(The task)
Copy all of the lines below word for word, changing nothing.

[BEGIN Input]

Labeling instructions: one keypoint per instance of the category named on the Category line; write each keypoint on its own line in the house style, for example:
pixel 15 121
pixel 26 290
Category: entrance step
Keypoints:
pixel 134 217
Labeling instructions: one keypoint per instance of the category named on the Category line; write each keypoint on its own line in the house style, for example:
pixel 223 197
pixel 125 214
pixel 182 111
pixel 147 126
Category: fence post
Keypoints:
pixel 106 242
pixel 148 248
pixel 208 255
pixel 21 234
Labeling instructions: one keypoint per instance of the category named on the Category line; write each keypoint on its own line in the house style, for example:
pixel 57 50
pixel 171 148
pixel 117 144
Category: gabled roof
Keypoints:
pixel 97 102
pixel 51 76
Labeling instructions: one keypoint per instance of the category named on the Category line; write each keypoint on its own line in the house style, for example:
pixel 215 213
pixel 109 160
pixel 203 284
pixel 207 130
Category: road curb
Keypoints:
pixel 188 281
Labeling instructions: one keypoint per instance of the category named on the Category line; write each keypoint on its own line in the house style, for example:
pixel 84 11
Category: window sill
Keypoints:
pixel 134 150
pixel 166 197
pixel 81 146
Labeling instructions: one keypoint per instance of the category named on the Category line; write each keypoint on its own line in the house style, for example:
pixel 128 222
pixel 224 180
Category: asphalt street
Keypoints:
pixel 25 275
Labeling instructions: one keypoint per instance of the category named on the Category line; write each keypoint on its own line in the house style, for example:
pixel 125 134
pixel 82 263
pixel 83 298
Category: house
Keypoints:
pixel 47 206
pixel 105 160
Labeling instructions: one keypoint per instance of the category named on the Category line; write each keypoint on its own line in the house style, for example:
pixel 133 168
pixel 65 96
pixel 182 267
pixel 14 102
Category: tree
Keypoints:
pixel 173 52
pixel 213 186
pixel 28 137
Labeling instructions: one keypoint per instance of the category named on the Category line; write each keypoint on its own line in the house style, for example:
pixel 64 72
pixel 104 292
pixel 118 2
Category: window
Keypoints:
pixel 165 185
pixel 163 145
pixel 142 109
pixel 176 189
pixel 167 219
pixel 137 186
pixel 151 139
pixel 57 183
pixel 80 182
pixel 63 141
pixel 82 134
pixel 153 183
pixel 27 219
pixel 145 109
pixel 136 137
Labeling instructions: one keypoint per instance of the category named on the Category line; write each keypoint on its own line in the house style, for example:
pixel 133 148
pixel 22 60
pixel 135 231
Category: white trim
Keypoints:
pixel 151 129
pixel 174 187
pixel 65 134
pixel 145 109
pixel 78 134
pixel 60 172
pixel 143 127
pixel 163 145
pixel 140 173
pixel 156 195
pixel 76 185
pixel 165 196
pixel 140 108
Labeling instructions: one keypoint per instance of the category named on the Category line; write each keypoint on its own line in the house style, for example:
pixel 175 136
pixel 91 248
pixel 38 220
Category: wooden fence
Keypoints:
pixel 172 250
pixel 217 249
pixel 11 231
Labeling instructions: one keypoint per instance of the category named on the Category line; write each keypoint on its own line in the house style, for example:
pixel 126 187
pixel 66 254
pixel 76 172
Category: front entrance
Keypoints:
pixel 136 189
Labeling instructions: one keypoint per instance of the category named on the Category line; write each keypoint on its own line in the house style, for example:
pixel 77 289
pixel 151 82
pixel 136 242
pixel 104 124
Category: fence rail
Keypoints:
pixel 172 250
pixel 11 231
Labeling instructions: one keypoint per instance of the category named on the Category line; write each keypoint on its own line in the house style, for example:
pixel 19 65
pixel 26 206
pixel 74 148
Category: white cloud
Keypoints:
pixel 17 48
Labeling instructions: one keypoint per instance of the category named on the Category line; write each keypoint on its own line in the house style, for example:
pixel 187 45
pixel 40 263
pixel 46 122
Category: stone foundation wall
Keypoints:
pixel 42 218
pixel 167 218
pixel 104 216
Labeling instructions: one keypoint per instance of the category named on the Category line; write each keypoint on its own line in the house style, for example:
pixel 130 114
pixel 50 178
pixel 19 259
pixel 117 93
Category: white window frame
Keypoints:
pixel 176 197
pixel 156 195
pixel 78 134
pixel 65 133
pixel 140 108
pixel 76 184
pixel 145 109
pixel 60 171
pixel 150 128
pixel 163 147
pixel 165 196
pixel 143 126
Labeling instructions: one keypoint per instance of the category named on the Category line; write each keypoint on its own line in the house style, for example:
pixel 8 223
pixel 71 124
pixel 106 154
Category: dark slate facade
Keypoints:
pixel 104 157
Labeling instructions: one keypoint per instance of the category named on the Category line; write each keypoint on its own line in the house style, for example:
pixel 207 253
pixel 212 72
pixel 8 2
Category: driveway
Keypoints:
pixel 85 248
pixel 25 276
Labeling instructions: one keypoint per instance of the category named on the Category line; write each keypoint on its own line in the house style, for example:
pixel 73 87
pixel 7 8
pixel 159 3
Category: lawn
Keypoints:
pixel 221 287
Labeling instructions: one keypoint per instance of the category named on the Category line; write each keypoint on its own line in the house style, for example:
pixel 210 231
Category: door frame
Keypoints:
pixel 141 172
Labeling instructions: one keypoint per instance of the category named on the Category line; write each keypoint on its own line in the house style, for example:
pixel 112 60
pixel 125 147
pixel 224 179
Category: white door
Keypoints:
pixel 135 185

[END Input]

(Solution to the exercise)
Labeling instructions: one keypoint per instance of the category named on the Category line; write each keypoint on its own line in the house style, for example:
pixel 15 121
pixel 26 290
Category: entrance step
Keypoints:
pixel 134 217
Labeling instructions: one keypoint per instance of the category named on the Category line; write each keypoint on its own line in the house style, for example:
pixel 223 197
pixel 125 214
pixel 182 111
pixel 147 126
Category: fence post
Keypoints:
pixel 106 242
pixel 148 248
pixel 208 255
pixel 21 234
Labeling instructions: one keypoint per instance of the category named on the Category line; write each keypoint on its own line in the house style, for example:
pixel 57 50
pixel 171 148
pixel 117 144
Category: gabled roof
Keypoints:
pixel 97 102
pixel 51 76
Labeling instructions: one keypoint per instance of the category named on the Category line; write each keypoint on its own line in the house style, for example:
pixel 215 213
pixel 109 160
pixel 203 284
pixel 207 130
Category: road curb
Keypoints:
pixel 188 281
Labeling instructions: one keypoint per instance of the category named on the Category line; write each keypoint on its own line in the house style, for example:
pixel 84 11
Category: window sill
Keypoints:
pixel 134 150
pixel 166 197
pixel 81 146
Labeling instructions: one keypoint per instance of the category named on the Category line; write each keypoint on its own line in the house style, for example:
pixel 128 222
pixel 224 180
Category: asphalt street
Keypoints:
pixel 25 275
Labeling instructions: one keypoint per instance of the category named on the Category line; write each keypoint on its own line in the house style, for example:
pixel 125 134
pixel 82 263
pixel 83 298
Category: house
Keypoints:
pixel 47 206
pixel 105 160
Labeling instructions: one keypoint per instance of the category named on the Category line; write each keypoint on its own line in the house style, for example:
pixel 133 168
pixel 65 96
pixel 182 267
pixel 14 102
Category: tree
Keypoints:
pixel 173 52
pixel 213 186
pixel 28 137
Labeling instructions: one keypoint per instance of the category named on the Category line; write each keypoint on its own line in the house style, for example:
pixel 64 72
pixel 104 292
pixel 118 2
Category: window
Keypoints:
pixel 165 185
pixel 163 145
pixel 142 109
pixel 176 189
pixel 167 219
pixel 137 186
pixel 151 139
pixel 57 183
pixel 80 182
pixel 63 141
pixel 82 134
pixel 153 183
pixel 27 219
pixel 145 109
pixel 136 137
Labeling instructions: one keypoint per instance of the category named on the Category line; write each keypoint on its own line in the house style, for example:
pixel 133 148
pixel 22 60
pixel 135 231
Category: white trim
Keypoints:
pixel 151 129
pixel 174 187
pixel 65 134
pixel 145 109
pixel 78 134
pixel 60 172
pixel 143 127
pixel 163 145
pixel 140 173
pixel 156 195
pixel 76 185
pixel 165 196
pixel 140 108
Labeling instructions: one keypoint per instance of the category named on the Category line; write each keypoint on its own line in the house style, for example:
pixel 175 136
pixel 91 248
pixel 38 220
Category: wooden fence
Keypoints:
pixel 172 250
pixel 217 249
pixel 11 231
Labeling instructions: one keypoint per instance of the category named on the Category line; write each keypoint on its own line in the house style, for example:
pixel 126 187
pixel 66 254
pixel 76 172
Category: front entrance
Keypoints:
pixel 136 189
Labeling instructions: one keypoint per instance of the category named on the Category line; write each keypoint on its own line in the house style, for example:
pixel 77 289
pixel 151 82
pixel 136 242
pixel 104 124
Category: fence rail
Keypoints:
pixel 172 250
pixel 11 231
Labeling instructions: one keypoint per instance of the category named on the Category line; write each keypoint on its own line in the house style, for example:
pixel 19 65
pixel 26 206
pixel 74 148
Category: white cloud
Keypoints:
pixel 17 48
Labeling instructions: one keypoint per instance of the category named on the Category line; write each keypoint on its own line in the house style, for example:
pixel 187 45
pixel 40 263
pixel 46 122
Category: stone foundation wall
Keypoints:
pixel 42 218
pixel 167 218
pixel 104 216
Labeling instructions: one keypoint per instance of the category named on the Category line; write each keypoint on its own line in the house style, for example:
pixel 130 114
pixel 50 178
pixel 19 259
pixel 117 93
Category: white window frame
Keypoints:
pixel 176 197
pixel 156 195
pixel 78 134
pixel 65 133
pixel 140 108
pixel 76 184
pixel 145 109
pixel 60 171
pixel 150 128
pixel 163 147
pixel 165 196
pixel 143 126
Labeling instructions: one keypoint per instance of the category named on the Category line; write each keypoint on its own line in the house style, for example:
pixel 8 223
pixel 71 124
pixel 106 154
Category: dark slate facade
Keypoints:
pixel 104 157
Labeling instructions: one keypoint per instance of the category named on the Category line; write each keypoint on its own line in the house style, for example:
pixel 207 253
pixel 212 72
pixel 8 2
Category: driveway
Keypoints:
pixel 85 248
pixel 25 276
Labeling instructions: one keypoint per instance of the category named on the Category line; write each keypoint on its own line in the house style, for example:
pixel 73 87
pixel 7 8
pixel 159 3
Category: lawn
Keypoints:
pixel 221 287
Labeling instructions: one keypoint per instance of the category named on the Category line; write each keypoint on its own line in the house style, for example:
pixel 210 231
Category: door frame
Keypoints:
pixel 141 172
Labeling instructions: one keypoint per instance of the category named on the Category line; write each keypoint on its own line in the house style, for example:
pixel 112 60
pixel 125 147
pixel 224 179
Category: white door
Keypoints:
pixel 135 185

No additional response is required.